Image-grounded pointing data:
"""
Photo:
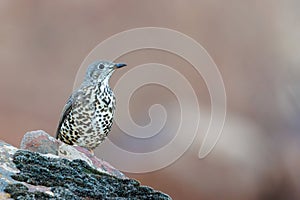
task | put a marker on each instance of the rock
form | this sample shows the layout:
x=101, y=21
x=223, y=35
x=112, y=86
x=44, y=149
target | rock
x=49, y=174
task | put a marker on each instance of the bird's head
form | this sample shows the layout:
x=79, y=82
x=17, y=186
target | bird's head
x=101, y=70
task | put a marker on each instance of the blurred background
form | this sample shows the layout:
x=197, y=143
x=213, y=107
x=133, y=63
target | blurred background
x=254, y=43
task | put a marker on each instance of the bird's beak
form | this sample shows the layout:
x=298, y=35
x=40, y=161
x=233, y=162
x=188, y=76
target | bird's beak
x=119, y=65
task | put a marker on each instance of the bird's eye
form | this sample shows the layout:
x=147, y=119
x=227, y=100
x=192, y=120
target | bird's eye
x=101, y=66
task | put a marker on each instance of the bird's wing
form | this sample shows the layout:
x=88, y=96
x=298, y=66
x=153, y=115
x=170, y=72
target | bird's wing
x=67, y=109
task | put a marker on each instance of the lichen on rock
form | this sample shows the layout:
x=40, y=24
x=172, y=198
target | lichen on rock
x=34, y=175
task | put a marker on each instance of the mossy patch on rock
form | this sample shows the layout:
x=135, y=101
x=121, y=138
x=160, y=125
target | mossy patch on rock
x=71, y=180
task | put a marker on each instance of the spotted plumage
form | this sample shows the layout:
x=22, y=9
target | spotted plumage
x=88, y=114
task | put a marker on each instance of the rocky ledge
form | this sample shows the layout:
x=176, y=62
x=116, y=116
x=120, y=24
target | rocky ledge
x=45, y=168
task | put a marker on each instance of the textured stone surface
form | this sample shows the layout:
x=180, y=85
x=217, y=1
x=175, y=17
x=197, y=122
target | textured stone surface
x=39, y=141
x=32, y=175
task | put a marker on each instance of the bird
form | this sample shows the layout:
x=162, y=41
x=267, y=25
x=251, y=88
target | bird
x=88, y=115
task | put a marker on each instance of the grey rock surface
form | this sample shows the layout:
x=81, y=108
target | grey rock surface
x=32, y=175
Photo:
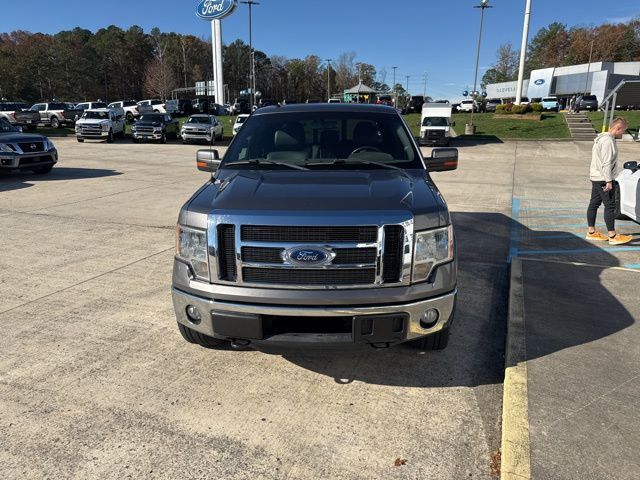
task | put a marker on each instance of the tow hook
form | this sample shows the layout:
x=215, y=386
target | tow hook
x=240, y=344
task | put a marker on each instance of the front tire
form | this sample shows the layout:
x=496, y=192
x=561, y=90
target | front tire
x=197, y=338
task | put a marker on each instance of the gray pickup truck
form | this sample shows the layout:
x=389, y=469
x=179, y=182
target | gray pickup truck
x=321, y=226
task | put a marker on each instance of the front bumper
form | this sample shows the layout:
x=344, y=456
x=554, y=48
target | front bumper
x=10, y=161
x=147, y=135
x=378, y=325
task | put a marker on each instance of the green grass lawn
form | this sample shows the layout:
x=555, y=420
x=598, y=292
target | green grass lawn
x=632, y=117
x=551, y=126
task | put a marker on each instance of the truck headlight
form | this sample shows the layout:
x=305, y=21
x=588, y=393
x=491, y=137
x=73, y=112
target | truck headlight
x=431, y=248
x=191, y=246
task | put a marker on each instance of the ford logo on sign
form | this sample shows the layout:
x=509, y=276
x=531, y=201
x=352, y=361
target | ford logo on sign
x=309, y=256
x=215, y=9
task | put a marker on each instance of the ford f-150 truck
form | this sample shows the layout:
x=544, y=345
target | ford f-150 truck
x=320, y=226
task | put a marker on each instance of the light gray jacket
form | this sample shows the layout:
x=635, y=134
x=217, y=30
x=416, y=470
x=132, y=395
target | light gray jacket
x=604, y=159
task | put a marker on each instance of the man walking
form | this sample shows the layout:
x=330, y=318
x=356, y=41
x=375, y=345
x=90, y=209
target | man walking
"""
TASK BRIEF:
Go through the data above and return each line containing the string "walking".

SOLUTION BELOW:
task | put a marker on each instance of the man walking
target | man walking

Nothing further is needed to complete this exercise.